-- Begin --

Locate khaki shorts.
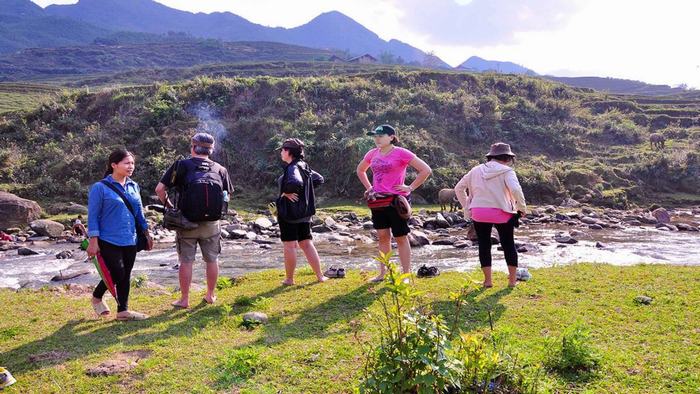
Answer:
[175,221,221,264]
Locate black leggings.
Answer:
[92,240,136,312]
[474,222,518,267]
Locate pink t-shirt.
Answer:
[364,146,416,196]
[470,208,513,224]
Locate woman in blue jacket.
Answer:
[87,149,153,320]
[277,138,328,286]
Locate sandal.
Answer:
[416,265,440,278]
[323,265,345,279]
[91,301,110,317]
[323,265,338,278]
[117,312,148,321]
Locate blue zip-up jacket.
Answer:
[88,175,148,246]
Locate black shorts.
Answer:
[279,220,313,242]
[372,207,411,238]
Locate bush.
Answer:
[544,322,601,373]
[216,347,264,389]
[355,253,538,394]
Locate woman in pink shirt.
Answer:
[455,142,527,287]
[357,125,432,282]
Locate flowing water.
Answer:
[0,215,700,288]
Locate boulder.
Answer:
[651,208,671,224]
[17,248,39,256]
[29,219,65,238]
[561,198,581,208]
[408,231,430,248]
[0,192,41,230]
[554,234,578,245]
[254,217,272,230]
[243,312,269,324]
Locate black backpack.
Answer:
[177,160,226,222]
[276,161,316,222]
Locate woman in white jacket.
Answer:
[455,142,527,287]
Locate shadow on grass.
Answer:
[0,303,221,374]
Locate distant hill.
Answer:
[0,0,109,54]
[45,0,449,68]
[544,75,689,96]
[456,56,537,75]
[0,37,336,81]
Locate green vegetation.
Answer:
[0,264,700,393]
[0,83,59,115]
[0,69,700,207]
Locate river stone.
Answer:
[408,231,430,248]
[452,240,472,249]
[433,237,457,246]
[56,250,73,260]
[29,219,65,238]
[676,223,698,231]
[17,248,39,256]
[435,213,450,228]
[228,226,248,239]
[656,223,678,231]
[554,234,578,245]
[0,191,41,230]
[255,217,272,230]
[561,198,581,208]
[639,213,659,224]
[651,208,671,224]
[581,216,598,224]
[243,312,269,324]
[323,216,337,228]
[311,224,333,234]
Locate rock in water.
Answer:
[651,208,671,224]
[0,191,41,230]
[29,219,65,238]
[243,312,269,324]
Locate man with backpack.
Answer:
[156,133,232,308]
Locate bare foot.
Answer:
[204,294,216,304]
[170,300,190,309]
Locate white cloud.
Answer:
[31,0,700,88]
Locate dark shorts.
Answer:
[372,207,411,238]
[279,220,313,242]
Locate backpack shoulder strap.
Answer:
[100,179,136,219]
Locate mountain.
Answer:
[456,56,537,76]
[45,0,449,68]
[0,0,108,54]
[544,75,697,96]
[0,40,338,81]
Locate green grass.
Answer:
[0,83,59,114]
[0,264,700,393]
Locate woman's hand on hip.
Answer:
[394,185,413,193]
[282,193,299,202]
[85,237,100,257]
[144,230,153,250]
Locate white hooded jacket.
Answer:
[455,161,527,219]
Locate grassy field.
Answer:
[0,264,700,393]
[0,83,59,114]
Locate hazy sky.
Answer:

-- End --

REQUIREMENTS:
Reproduce the entries above word for word, from their first line through the line that contains "[0,69,700,207]", including that line. Leave the picture out of your copy.

RESPONSE:
Locate khaki shorts.
Answer:
[175,221,221,264]
Locate black leggings.
Answer:
[92,240,136,312]
[474,222,518,267]
Locate pink t-shirt.
Answer:
[364,146,416,196]
[470,208,513,224]
Locate woman in blue jacket.
Answer:
[87,149,153,320]
[277,138,328,286]
Locate sandal.
Answer:
[416,265,440,278]
[323,265,345,279]
[91,301,110,317]
[323,265,338,278]
[117,312,148,321]
Locate blue zip-up jacket.
Answer:
[88,175,148,246]
Locate black shorts.
Answer:
[279,220,313,242]
[372,207,411,238]
Locate bush.
Answer:
[544,322,601,373]
[216,347,264,389]
[355,253,538,394]
Locate woman in pink shirt.
Answer:
[455,142,527,287]
[357,125,432,282]
Locate flowing water.
Answer:
[0,215,700,288]
Locate boulder.
Answer:
[651,208,671,224]
[17,248,39,256]
[29,219,65,238]
[561,198,581,208]
[408,231,430,248]
[0,192,41,230]
[554,234,578,245]
[254,217,272,230]
[243,312,269,324]
Locate black backpack.
Answer:
[177,160,226,222]
[276,161,316,222]
Locate woman in white jacket.
Answer:
[455,142,527,287]
Locate shadow on grass.
Answer:
[0,303,221,374]
Locate distant hill.
Answer:
[0,0,109,54]
[45,0,449,68]
[544,75,689,96]
[456,56,537,75]
[0,37,336,81]
Locate green vegetation.
Answer:
[0,264,700,393]
[0,83,59,115]
[0,69,700,207]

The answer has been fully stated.